### Your instructions
Could you write out the entries below again, substituting "occurrence" for every "instance" and leaving all else unchanged?

### Record list
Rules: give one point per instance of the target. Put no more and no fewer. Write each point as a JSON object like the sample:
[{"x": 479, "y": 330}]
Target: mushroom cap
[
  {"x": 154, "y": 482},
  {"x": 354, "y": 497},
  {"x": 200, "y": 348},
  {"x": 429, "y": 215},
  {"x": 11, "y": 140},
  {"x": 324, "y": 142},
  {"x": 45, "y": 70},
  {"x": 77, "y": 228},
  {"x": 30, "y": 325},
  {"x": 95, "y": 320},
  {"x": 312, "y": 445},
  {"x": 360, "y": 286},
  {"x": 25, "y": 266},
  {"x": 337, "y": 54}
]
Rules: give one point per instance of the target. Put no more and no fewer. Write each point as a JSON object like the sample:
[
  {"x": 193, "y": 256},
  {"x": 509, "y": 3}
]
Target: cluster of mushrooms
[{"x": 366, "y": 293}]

### Answer to the task
Rules: give one point per occurrence of the target. Put no more and no fewer. Write each point as a JSON object like the sample:
[{"x": 479, "y": 330}]
Target: mushroom cap
[
  {"x": 154, "y": 482},
  {"x": 354, "y": 497},
  {"x": 200, "y": 348},
  {"x": 429, "y": 215},
  {"x": 11, "y": 140},
  {"x": 324, "y": 142},
  {"x": 45, "y": 70},
  {"x": 77, "y": 228},
  {"x": 30, "y": 325},
  {"x": 95, "y": 320},
  {"x": 312, "y": 445},
  {"x": 360, "y": 286},
  {"x": 25, "y": 266},
  {"x": 337, "y": 54}
]
Rules: give one point per occurrence of the target. Put no more and no fewer. Write each point as a JSON object like the sample:
[
  {"x": 193, "y": 256},
  {"x": 509, "y": 3}
]
Target: cluster of mushrooms
[{"x": 366, "y": 293}]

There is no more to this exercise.